> _PROBLEM REQUIREMENTS_
Every line below must be copied as written, except for pictures.

───── THE DATA ─────

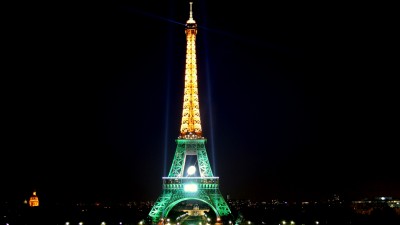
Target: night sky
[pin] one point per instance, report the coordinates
(297, 100)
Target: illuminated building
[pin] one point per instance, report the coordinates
(34, 200)
(190, 176)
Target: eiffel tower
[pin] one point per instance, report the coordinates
(188, 178)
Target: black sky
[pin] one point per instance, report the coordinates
(297, 100)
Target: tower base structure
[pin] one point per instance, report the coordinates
(204, 188)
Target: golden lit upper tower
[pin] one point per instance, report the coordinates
(190, 176)
(34, 200)
(191, 123)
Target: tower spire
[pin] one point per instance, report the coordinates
(191, 122)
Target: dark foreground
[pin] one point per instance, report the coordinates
(249, 214)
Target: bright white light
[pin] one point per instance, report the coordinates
(191, 170)
(190, 188)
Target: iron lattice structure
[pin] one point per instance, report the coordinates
(180, 185)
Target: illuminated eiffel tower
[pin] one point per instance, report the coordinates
(190, 179)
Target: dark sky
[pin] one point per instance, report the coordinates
(297, 100)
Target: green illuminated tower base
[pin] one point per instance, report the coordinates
(190, 179)
(178, 188)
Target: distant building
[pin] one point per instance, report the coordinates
(366, 206)
(34, 200)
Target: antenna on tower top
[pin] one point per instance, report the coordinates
(191, 20)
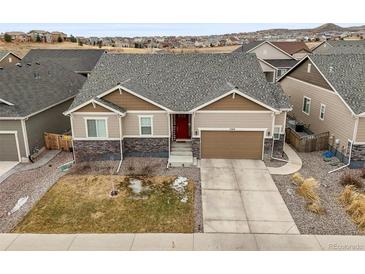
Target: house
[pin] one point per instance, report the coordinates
(296, 49)
(18, 36)
(32, 99)
(8, 58)
(273, 60)
(178, 106)
(328, 94)
(345, 46)
(81, 61)
(56, 35)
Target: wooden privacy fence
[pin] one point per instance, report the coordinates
(58, 141)
(307, 143)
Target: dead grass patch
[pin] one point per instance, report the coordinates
(354, 203)
(82, 204)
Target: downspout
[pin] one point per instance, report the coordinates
(120, 143)
(342, 167)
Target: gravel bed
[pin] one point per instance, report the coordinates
(33, 183)
(148, 167)
(269, 162)
(335, 221)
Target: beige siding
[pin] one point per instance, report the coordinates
(360, 137)
(14, 125)
(79, 125)
(280, 120)
(232, 120)
(131, 123)
(338, 118)
(267, 51)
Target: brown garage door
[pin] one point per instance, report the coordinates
(8, 148)
(232, 144)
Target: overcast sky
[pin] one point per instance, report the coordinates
(131, 30)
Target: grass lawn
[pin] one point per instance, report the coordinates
(82, 204)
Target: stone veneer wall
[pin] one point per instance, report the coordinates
(146, 147)
(86, 151)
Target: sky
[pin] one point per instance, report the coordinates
(154, 29)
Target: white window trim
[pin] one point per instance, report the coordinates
(279, 132)
(320, 112)
(96, 118)
(310, 103)
(140, 125)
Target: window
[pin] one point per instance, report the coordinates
(96, 128)
(145, 125)
(277, 130)
(322, 110)
(309, 68)
(306, 105)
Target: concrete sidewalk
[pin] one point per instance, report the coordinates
(165, 241)
(294, 163)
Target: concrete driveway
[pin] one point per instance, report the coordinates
(239, 196)
(5, 166)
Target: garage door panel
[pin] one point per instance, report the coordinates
(8, 148)
(232, 144)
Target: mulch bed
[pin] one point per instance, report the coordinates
(335, 221)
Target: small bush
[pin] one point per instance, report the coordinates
(349, 178)
(298, 178)
(308, 190)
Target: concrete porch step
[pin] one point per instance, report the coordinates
(181, 161)
(181, 153)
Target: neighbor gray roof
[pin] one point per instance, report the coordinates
(282, 63)
(33, 87)
(80, 60)
(346, 73)
(246, 47)
(182, 82)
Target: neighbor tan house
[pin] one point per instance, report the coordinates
(8, 58)
(328, 95)
(179, 107)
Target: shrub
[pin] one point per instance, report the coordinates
(307, 189)
(298, 178)
(349, 178)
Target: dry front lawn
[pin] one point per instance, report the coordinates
(82, 204)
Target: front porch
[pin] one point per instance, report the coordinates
(181, 154)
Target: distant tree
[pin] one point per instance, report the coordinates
(7, 38)
(73, 39)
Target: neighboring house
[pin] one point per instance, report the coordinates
(32, 99)
(296, 49)
(273, 60)
(217, 105)
(81, 61)
(328, 94)
(344, 46)
(8, 58)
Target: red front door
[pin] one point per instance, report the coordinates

─────

> _EXERCISE SOLUTION_
Target: night sky
[pin] one point per instance, report the coordinates
(297, 100)
Target: illuminated building
[pin] one point per instance, report the coordinates
(34, 200)
(190, 176)
Target: eiffel tower
[pin] one point per instance, report the coordinates
(188, 178)
Target: black sky
[pin] one point per instance, report the coordinates
(297, 100)
Target: tower base structure
[pin] one point per instance, report the coordinates
(204, 188)
Target: golden lit upper tower
[pin] one point per instance, report the coordinates
(190, 176)
(34, 200)
(191, 123)
Target: tower spire
[pin] one point per instance, report the coordinates
(191, 122)
Target: dark foreground
[pin] one point per instance, report the coordinates
(249, 214)
Target: bright white light
[pin] one point per instance, report the coordinates
(191, 170)
(190, 188)
Target: iron lattice structure
[pin] one point per instance, report the coordinates
(180, 185)
Target: illuminated eiffel tower
[pin] one point per instance, report the coordinates
(190, 179)
Target: dark sky
[pin] one point per instance, report the coordinates
(297, 100)
Target: green illuminated tower base
[pin] one point per instance, report the coordinates
(190, 179)
(178, 188)
Target: distant building
[pin] one point per instance, report the coordinates
(366, 206)
(34, 200)
Target: antenna on tower top
[pin] one point per instance, report the coordinates
(191, 20)
Target: house
[pin] one point per instance, report the coordinates
(296, 49)
(18, 36)
(32, 99)
(8, 58)
(273, 60)
(178, 106)
(328, 94)
(345, 46)
(81, 61)
(56, 35)
Target: wooden privacy fence
[pin] one point per instance, report the coordinates
(58, 141)
(307, 143)
Target: dead grass patch
[pin] one point per instance, report the coordinates
(354, 203)
(82, 204)
Target: downspout
[pin] one point per instance, report the coordinates
(120, 143)
(342, 167)
Target: gravel bed
[pin] one point per instance, report the coordinates
(33, 183)
(148, 167)
(269, 162)
(335, 221)
Target: beige siding
[pin] one point per instance, report the coordinates
(360, 137)
(14, 125)
(79, 125)
(280, 120)
(232, 120)
(131, 123)
(338, 118)
(267, 51)
Target: brown garage door
[pin] one point per instance, report the coordinates
(8, 148)
(232, 144)
Target: overcast sky
[pin] one point per instance, report the coordinates
(131, 30)
Target: grass lawn
[pin] one point per instance, report the coordinates
(82, 204)
Target: stone veneer wall
[pin] one point per instance, report the coordinates
(146, 147)
(86, 151)
Target: sky
[pin] one point per instance, report the coordinates
(154, 29)
Target: white window trim
[pin] one point per instance, report the coordinates
(279, 132)
(320, 112)
(96, 118)
(310, 103)
(140, 125)
Target: window
[pin] one point per instance, report the coordinates
(96, 128)
(145, 125)
(277, 130)
(322, 110)
(309, 68)
(306, 105)
Target: concrete sidewalk
[pin] one point per instance, report the coordinates
(165, 241)
(294, 163)
Target: concrete driveway
[pin] one point per instance, report the coordinates
(239, 196)
(5, 166)
Target: garage door panel
[pin] one point per instance, report the coordinates
(8, 148)
(232, 144)
Target: mulch bed
[pin] one point per instance, report the coordinates
(335, 221)
Target: small bush
[pin] one point per instance, report the coordinates
(349, 178)
(298, 178)
(308, 190)
Target: concrete porch step
[pin] one point per instance, report the coordinates
(181, 161)
(181, 153)
Target: neighbor gray roof
[pin] one point per instance, report the coordinates
(282, 63)
(33, 87)
(80, 60)
(346, 73)
(246, 47)
(182, 82)
Target: neighbor tan house
[pin] one point per instance, report the coordinates
(8, 58)
(328, 95)
(179, 107)
Target: shrub
[pin] one point per instance, report the coordinates
(307, 189)
(298, 178)
(349, 178)
Target: dry front lawn
[pin] one point per instance, report the coordinates
(82, 204)
Target: front porch
[pin] one point per instance, report the coordinates
(181, 154)
Target: distant tree
[pin] one point per instance, report the coordinates
(7, 38)
(73, 39)
Target: neighboring house
[pin] one point per instance, report the coordinates
(32, 99)
(296, 49)
(273, 60)
(217, 105)
(81, 61)
(328, 94)
(344, 46)
(8, 58)
Target: red front door
[pin] one point per instance, report the coordinates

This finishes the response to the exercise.